I tried the achievements bit. I cannot do that well at all. I recently found I got an HD on the last math unit I did. I was elated for about 4 minutes and proceeded to have massive anxiety about the unit I'm doing now. It doesn't even register as mine anymore.

I have started exercising, but I don't sleep well, even on my meds so I'm always exhausted. And the journaling. I do that, but I write letters to my Nan who has long since passed away, makes it better somehow. Like I am talking to someone. I am quite alone here, no friends and you know about my parents, so this, takes the edge off slightly. But, I have reached those moments where I say the same thing and get fed up. I some times sketch or write things obsessively in place of writing feelings. Scribbling angrily can be quite cathartic.

I will say that logically, if you find comfort in you walks and aimless wondering, it ceases to be pointless and possibly the most fruitful thing you can do in the day. I'm glad you have it.

# # # #

◆ **Problems to solve**:
- a) From the post about anxiety and journaling, return the passage that begins at the words "I tried the" and ends after the words "as mine anymore.".
- b) Summarize the post about anxiety and journaling in two sentences.
- c) Extend the post about anxiety and journaling, picking up after its final sentence.

# # # #

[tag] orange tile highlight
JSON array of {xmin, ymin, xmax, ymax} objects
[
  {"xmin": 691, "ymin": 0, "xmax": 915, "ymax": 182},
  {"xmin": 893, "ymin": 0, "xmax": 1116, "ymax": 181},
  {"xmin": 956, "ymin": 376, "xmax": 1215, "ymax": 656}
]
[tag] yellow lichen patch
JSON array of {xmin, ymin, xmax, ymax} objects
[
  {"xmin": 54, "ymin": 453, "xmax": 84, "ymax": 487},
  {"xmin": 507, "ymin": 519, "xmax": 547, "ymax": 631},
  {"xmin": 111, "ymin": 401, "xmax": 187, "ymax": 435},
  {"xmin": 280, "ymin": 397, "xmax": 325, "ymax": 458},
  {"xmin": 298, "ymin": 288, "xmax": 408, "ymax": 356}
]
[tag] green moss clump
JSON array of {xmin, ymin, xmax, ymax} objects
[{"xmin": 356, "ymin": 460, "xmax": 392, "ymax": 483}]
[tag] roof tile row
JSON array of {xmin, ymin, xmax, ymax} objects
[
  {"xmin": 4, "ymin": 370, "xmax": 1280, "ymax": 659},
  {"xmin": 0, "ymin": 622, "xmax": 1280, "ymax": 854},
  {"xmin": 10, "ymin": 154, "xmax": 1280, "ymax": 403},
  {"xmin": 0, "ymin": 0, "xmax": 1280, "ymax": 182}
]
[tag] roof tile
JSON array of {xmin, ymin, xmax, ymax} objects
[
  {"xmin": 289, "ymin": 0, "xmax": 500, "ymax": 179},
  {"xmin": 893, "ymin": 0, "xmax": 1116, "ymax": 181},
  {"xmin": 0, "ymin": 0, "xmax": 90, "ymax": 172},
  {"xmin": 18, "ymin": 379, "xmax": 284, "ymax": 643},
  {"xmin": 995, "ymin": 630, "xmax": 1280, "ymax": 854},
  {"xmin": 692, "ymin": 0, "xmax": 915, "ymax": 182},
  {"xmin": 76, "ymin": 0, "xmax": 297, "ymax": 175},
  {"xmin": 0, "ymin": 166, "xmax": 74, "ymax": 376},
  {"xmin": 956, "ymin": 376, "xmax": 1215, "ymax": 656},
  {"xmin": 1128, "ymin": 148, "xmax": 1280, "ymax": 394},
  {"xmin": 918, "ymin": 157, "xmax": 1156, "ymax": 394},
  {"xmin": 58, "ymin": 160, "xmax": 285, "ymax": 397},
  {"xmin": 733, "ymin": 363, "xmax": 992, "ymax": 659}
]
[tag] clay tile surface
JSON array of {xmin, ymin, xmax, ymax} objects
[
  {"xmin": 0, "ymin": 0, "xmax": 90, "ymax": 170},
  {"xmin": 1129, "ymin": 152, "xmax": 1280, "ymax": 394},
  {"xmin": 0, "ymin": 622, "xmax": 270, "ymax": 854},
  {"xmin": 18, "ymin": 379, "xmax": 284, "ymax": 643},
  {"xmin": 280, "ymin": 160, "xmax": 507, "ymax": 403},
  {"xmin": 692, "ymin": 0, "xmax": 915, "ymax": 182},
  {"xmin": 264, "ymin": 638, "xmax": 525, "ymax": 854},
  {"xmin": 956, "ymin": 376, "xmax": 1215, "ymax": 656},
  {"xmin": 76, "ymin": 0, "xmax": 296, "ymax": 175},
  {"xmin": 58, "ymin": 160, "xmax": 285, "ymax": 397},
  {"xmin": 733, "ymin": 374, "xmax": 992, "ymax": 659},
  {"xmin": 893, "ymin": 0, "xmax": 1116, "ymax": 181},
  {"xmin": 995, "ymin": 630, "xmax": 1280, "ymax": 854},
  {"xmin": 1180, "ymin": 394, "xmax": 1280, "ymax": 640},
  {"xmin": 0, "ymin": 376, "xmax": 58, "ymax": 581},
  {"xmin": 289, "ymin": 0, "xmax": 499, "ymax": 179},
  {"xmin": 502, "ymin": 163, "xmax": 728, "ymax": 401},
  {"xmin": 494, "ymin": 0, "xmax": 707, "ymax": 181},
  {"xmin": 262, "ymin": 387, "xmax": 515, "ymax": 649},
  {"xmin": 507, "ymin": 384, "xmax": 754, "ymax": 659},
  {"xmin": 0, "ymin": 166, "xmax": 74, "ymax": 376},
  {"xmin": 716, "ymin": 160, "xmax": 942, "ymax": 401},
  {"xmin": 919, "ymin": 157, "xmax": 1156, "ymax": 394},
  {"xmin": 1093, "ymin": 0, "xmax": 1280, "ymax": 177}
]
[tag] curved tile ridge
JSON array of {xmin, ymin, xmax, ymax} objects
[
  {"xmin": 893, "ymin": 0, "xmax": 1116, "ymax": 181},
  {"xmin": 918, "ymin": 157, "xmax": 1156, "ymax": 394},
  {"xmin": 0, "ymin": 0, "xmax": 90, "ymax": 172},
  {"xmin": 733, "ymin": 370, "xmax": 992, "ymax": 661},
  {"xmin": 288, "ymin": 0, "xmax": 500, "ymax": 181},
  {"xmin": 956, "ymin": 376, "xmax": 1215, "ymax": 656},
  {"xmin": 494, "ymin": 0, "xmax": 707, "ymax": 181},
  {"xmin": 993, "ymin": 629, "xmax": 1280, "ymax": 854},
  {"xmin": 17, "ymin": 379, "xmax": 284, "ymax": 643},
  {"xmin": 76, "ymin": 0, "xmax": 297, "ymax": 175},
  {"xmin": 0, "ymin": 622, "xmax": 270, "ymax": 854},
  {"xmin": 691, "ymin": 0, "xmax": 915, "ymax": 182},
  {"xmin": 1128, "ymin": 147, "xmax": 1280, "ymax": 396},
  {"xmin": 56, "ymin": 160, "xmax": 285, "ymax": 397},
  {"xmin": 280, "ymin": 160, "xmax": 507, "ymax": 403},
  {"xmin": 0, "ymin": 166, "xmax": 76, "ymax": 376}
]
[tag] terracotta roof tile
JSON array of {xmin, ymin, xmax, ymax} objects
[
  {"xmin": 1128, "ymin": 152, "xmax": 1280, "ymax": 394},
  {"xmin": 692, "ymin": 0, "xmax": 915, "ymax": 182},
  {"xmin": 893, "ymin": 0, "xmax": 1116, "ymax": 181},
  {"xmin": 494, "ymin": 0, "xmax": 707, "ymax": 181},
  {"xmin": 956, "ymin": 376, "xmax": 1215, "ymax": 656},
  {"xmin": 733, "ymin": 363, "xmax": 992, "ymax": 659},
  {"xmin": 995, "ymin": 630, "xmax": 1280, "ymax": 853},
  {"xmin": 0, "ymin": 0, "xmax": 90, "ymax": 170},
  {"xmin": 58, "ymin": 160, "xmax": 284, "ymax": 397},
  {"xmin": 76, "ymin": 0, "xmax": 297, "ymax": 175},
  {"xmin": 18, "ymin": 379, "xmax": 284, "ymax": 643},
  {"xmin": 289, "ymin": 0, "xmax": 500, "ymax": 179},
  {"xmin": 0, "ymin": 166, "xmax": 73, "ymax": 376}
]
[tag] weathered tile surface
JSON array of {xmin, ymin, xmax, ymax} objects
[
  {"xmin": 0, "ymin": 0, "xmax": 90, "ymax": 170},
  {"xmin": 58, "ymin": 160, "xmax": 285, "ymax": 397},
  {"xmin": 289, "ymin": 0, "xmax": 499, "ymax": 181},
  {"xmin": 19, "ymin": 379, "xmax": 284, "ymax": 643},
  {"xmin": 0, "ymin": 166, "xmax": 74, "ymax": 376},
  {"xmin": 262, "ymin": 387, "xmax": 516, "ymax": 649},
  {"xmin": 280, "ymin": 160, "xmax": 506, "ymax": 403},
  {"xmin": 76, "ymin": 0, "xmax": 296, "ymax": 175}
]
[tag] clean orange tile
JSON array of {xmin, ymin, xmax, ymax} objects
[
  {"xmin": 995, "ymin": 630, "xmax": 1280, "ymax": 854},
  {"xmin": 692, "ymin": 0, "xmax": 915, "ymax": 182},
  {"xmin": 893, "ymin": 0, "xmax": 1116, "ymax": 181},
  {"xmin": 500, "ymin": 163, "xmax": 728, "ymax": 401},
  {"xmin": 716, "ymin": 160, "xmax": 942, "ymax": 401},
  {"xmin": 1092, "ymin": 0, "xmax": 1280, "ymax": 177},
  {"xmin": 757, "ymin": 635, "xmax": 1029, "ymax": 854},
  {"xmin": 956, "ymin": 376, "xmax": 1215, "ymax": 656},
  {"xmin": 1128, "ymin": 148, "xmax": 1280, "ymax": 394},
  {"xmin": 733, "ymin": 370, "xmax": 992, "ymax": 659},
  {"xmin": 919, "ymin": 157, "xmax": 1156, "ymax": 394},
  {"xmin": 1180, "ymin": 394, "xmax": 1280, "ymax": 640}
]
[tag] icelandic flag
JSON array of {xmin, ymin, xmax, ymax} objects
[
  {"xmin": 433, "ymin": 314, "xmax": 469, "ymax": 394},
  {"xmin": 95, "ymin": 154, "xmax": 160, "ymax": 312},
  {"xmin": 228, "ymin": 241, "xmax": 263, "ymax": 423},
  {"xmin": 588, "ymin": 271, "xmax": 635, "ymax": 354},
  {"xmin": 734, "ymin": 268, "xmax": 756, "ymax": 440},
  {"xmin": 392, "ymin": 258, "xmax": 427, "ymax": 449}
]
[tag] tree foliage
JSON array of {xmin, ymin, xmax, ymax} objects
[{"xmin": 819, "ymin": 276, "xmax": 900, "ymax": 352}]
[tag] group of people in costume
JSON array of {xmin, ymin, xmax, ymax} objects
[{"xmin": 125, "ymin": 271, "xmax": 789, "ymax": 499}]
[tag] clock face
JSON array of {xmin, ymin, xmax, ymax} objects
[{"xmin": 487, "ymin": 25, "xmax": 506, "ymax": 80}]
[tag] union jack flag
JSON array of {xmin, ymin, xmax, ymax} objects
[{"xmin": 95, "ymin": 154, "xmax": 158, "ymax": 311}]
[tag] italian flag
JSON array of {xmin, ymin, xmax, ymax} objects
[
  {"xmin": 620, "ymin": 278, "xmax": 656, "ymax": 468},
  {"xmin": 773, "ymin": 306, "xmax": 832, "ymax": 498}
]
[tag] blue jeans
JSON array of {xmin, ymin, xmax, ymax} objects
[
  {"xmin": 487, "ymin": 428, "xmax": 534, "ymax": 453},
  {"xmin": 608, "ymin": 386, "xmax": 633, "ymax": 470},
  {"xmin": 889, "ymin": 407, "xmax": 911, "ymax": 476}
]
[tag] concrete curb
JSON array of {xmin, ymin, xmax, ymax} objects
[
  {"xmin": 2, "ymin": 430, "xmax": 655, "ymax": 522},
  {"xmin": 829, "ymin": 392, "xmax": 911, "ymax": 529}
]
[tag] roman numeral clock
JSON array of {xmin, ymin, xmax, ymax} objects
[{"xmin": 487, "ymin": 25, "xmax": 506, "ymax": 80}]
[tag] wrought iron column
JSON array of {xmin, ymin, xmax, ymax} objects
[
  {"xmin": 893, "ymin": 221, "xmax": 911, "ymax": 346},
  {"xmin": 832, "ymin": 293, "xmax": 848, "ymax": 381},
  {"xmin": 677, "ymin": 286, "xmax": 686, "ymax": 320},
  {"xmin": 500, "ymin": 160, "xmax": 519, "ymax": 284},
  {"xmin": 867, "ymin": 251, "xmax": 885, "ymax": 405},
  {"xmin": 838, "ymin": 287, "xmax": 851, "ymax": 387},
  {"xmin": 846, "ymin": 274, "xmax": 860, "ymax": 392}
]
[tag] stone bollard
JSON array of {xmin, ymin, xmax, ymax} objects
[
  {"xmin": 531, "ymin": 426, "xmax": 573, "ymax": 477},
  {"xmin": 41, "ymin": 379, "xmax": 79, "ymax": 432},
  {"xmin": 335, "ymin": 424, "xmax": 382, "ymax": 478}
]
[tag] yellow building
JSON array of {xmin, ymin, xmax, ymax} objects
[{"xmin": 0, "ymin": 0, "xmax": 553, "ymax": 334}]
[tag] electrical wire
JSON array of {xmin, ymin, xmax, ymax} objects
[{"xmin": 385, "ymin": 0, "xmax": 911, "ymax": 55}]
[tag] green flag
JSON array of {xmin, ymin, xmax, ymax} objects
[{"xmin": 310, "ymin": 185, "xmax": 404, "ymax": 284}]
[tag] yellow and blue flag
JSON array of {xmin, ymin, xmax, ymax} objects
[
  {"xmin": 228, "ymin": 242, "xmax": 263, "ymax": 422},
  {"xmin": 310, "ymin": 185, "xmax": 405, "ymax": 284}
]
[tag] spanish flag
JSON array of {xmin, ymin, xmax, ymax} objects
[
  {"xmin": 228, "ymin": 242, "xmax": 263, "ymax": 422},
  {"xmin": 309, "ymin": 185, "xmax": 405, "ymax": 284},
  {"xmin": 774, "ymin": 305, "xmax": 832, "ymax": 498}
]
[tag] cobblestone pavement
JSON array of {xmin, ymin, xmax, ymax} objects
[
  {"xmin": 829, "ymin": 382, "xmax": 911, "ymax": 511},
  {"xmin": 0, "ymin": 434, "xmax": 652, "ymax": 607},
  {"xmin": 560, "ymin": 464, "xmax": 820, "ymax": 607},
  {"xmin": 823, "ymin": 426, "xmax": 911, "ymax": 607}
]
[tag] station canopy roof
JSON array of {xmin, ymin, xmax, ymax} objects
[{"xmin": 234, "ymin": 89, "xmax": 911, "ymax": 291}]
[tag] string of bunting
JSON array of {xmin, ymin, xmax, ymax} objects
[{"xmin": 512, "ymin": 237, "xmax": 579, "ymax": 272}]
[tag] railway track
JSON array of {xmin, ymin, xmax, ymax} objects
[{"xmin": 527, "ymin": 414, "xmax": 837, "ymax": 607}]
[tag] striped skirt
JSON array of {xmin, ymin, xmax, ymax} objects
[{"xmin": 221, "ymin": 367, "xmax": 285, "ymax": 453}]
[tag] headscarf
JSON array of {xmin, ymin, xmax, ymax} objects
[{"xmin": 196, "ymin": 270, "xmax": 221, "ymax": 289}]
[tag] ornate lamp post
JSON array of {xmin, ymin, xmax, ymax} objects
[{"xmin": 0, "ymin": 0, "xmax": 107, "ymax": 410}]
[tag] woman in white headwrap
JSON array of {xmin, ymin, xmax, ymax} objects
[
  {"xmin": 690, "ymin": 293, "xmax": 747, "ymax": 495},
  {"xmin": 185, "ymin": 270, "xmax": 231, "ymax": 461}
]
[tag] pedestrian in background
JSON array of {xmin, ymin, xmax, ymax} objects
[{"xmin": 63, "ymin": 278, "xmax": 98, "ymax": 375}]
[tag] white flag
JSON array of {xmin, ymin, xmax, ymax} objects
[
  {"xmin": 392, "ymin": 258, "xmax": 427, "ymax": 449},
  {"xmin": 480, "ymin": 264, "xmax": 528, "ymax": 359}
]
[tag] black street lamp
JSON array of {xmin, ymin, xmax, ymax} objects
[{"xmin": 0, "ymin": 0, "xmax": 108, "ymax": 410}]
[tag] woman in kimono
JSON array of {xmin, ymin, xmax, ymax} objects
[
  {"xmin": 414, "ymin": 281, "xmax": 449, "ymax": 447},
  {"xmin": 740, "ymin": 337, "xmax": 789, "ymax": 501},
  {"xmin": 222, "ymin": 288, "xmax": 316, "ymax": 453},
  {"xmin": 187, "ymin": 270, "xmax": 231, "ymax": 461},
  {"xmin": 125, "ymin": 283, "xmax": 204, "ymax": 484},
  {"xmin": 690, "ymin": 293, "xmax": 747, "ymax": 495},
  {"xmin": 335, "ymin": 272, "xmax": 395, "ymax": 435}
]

# # # #

◆ **Set of answers**:
- a)
I tried the achievements bit. I cannot do that well at all. I recently found I got an HD on the last math unit I did. I was elated for about 4 minutes and proceeded to have massive anxiety about the unit I'm doing now. It doesn't even register as mine anymore.

- b) The writer has struggled with listing achievements: an HD on a recent math unit brought only about four minutes of elation before anxiety about the current unit took over. The writer has started exercising despite poor sleep, journals by writing letters to a late Nan, sometimes sketches or scribbles instead, and tells the reader that walks that bring comfort are not pointless.

- c)
I forgot to say earlier that stress management is also recommended, because when we are stressed our symptoms can become more severe. This seems almost unattainable now, because stressed is my entire personality at the moment, hah.

Chris_B
Blue Voices Member
Blue Voices Member

Hi Joelle and James, just so you know we also have a long-running thread on BPD below. It hasn't been too active recently, but you might find some helpful posts and insights in there:

Managing borderline personality disorder


james1
Community Champion
Community Champion
Hi Joelle,

I really like your analogy. It sounds dark, but I found it a bit funny in a black humour kind of way yet the feeling is really true for me.

I remember talking to a friend once (when I was in a better mood) and I said that what I was afraid most of all was sinking back into depression. I’d had two really bad episodes before and I was just so afraid of going there again. This time, I was shocked at first that I was there then really sad and angry that I’d let myself slip. Then, that learning process you described is the bit where I fight myself for control – one part says “you just got hit – can you feel the pain”, and the other says “you think you got hit, but you should just ignore it”. And flipping between the two is just so exhausting that, now, I just feel empty like I’m too tired to care that I’m here again. And it was this last stage that I was always really afraid of.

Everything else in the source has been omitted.